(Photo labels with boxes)
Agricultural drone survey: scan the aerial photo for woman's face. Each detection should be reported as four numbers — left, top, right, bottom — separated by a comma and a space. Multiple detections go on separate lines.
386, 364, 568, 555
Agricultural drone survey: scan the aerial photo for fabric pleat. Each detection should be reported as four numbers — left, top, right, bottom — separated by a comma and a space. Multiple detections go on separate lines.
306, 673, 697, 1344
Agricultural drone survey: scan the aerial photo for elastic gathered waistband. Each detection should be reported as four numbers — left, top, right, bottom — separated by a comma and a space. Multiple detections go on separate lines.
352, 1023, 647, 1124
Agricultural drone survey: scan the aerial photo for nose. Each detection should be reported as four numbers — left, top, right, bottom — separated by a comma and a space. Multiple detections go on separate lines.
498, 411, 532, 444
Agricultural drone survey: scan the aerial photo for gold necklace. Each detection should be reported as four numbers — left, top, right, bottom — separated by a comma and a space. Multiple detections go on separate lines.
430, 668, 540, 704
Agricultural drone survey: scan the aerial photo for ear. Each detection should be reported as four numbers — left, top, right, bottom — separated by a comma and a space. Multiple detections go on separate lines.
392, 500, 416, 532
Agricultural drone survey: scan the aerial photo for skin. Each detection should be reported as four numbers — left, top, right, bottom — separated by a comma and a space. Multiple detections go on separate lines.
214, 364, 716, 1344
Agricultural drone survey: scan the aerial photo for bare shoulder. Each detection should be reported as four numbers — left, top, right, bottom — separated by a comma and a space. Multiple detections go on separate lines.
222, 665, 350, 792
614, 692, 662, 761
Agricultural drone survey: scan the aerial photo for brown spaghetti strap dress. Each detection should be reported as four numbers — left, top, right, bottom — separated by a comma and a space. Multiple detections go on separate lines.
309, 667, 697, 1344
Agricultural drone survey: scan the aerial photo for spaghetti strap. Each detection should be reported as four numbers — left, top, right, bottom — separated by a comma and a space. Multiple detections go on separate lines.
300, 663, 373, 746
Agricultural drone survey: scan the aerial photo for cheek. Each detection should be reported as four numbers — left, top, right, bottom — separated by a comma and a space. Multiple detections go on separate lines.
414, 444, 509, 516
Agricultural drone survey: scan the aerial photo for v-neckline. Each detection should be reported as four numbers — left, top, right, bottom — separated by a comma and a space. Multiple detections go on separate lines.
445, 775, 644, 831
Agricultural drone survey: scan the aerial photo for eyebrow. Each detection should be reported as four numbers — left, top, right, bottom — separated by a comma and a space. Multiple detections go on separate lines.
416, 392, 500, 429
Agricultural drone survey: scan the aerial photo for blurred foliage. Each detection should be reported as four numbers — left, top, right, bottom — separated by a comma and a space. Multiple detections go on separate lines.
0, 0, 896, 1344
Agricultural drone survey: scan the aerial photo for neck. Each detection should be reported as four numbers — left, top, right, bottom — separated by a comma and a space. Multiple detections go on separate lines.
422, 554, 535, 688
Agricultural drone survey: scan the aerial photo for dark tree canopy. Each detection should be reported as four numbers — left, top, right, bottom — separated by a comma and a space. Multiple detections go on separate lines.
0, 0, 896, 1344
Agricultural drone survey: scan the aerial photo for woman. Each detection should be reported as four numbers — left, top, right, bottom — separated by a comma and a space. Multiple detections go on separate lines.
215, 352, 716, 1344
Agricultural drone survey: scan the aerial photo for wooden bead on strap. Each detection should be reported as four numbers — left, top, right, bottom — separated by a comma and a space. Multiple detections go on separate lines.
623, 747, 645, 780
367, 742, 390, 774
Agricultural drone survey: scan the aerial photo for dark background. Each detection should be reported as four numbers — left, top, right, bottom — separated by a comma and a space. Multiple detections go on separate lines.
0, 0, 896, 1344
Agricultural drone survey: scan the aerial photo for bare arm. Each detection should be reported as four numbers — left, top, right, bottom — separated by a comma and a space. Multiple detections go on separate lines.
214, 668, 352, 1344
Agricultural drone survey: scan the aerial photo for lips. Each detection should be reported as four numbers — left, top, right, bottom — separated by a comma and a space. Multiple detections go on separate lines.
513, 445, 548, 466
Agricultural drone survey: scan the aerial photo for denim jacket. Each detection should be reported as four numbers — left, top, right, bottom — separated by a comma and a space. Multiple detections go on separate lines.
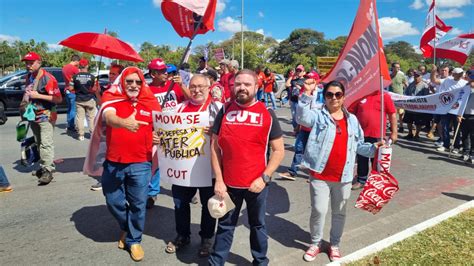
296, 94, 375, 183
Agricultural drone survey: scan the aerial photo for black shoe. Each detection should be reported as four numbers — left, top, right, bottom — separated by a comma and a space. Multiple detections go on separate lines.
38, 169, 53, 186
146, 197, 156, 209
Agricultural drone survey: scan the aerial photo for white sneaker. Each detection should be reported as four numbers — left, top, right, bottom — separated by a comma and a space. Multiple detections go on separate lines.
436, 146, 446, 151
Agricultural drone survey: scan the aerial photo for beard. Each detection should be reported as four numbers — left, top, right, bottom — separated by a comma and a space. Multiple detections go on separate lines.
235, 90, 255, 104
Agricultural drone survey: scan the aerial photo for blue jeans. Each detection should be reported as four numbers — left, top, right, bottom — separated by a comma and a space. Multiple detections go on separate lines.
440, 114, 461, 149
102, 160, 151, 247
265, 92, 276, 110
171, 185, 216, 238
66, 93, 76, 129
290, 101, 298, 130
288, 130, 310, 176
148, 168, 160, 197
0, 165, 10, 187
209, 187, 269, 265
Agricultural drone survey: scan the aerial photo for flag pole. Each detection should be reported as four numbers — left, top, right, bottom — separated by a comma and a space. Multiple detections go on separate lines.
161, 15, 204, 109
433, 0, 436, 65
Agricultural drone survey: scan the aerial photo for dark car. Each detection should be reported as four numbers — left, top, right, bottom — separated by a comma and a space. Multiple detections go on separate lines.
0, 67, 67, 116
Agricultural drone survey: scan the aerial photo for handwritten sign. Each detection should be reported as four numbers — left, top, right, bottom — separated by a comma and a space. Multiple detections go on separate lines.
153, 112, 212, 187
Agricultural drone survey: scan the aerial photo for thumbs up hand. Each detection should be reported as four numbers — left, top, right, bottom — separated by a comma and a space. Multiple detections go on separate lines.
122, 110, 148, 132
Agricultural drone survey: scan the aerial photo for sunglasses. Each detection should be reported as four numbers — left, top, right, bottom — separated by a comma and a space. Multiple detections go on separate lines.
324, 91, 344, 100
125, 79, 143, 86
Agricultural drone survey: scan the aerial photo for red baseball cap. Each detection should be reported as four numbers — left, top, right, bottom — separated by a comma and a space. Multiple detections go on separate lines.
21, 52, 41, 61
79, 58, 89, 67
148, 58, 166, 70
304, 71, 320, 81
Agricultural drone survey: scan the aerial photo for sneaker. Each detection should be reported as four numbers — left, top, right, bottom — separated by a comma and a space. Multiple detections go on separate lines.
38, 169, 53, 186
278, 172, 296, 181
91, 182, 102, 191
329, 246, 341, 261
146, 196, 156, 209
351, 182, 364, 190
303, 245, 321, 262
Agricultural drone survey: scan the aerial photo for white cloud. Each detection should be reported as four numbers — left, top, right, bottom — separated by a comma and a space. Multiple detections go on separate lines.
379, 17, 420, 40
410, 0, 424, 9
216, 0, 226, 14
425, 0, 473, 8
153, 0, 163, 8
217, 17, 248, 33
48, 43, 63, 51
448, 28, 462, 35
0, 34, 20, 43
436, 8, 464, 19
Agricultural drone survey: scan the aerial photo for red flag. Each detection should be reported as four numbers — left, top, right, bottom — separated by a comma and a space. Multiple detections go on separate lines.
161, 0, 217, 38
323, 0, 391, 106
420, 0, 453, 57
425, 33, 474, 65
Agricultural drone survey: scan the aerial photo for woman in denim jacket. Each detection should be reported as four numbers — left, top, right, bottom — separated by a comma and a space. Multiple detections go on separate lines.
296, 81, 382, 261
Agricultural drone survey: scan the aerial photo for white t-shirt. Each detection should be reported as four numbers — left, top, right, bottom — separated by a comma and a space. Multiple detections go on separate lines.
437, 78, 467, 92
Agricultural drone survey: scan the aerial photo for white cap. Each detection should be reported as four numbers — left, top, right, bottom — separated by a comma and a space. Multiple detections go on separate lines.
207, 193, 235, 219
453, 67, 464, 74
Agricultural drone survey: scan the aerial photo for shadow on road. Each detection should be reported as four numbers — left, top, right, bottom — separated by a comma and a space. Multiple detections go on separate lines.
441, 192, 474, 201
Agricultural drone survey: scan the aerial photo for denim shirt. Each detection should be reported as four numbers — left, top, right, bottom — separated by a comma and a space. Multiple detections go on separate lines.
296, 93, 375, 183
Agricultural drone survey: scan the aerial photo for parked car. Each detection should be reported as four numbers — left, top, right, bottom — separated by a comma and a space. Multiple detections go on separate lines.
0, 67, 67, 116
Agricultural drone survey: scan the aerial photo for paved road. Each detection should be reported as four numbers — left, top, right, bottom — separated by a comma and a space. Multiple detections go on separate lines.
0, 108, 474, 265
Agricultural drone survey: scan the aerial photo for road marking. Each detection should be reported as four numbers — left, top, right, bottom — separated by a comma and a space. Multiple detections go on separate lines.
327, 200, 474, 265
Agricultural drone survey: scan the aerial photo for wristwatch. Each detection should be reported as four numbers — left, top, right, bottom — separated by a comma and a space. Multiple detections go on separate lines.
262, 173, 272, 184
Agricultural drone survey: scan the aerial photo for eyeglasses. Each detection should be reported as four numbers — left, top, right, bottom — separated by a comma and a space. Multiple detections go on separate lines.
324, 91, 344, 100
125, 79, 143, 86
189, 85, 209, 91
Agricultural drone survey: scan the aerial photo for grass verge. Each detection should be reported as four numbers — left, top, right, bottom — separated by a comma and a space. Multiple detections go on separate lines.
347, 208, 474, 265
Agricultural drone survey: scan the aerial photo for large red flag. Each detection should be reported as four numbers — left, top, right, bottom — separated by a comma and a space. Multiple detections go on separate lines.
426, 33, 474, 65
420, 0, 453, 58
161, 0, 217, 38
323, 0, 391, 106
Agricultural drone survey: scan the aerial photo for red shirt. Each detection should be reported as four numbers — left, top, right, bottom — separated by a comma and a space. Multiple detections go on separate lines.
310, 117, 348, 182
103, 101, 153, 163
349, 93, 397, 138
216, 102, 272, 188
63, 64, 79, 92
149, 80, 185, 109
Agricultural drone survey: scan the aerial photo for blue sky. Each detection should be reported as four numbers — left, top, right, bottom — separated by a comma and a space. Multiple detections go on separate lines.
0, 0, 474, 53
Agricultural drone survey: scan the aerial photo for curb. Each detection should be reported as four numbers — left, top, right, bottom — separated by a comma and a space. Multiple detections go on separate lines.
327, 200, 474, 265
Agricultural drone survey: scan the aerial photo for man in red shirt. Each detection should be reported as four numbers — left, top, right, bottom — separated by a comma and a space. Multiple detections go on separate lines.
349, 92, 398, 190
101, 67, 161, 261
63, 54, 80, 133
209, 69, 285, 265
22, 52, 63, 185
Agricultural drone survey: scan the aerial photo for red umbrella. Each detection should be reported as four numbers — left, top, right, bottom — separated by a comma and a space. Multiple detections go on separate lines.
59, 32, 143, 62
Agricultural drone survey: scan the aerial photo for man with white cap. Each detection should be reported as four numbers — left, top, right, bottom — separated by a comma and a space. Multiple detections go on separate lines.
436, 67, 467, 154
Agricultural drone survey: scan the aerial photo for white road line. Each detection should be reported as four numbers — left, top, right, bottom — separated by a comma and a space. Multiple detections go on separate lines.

> **AIM**: Copy the material above word for word, from its first line through the line containing "386, 364, 568, 555", including both.

> **FINISHED TASK**:
Agricultural drone survey: scan the aerial photo for woman's face. Each detection should be reported as four numbers — left, top, right, bottom — separated by a comma and a space. Multiple detections go on separate lines.
386, 364, 568, 555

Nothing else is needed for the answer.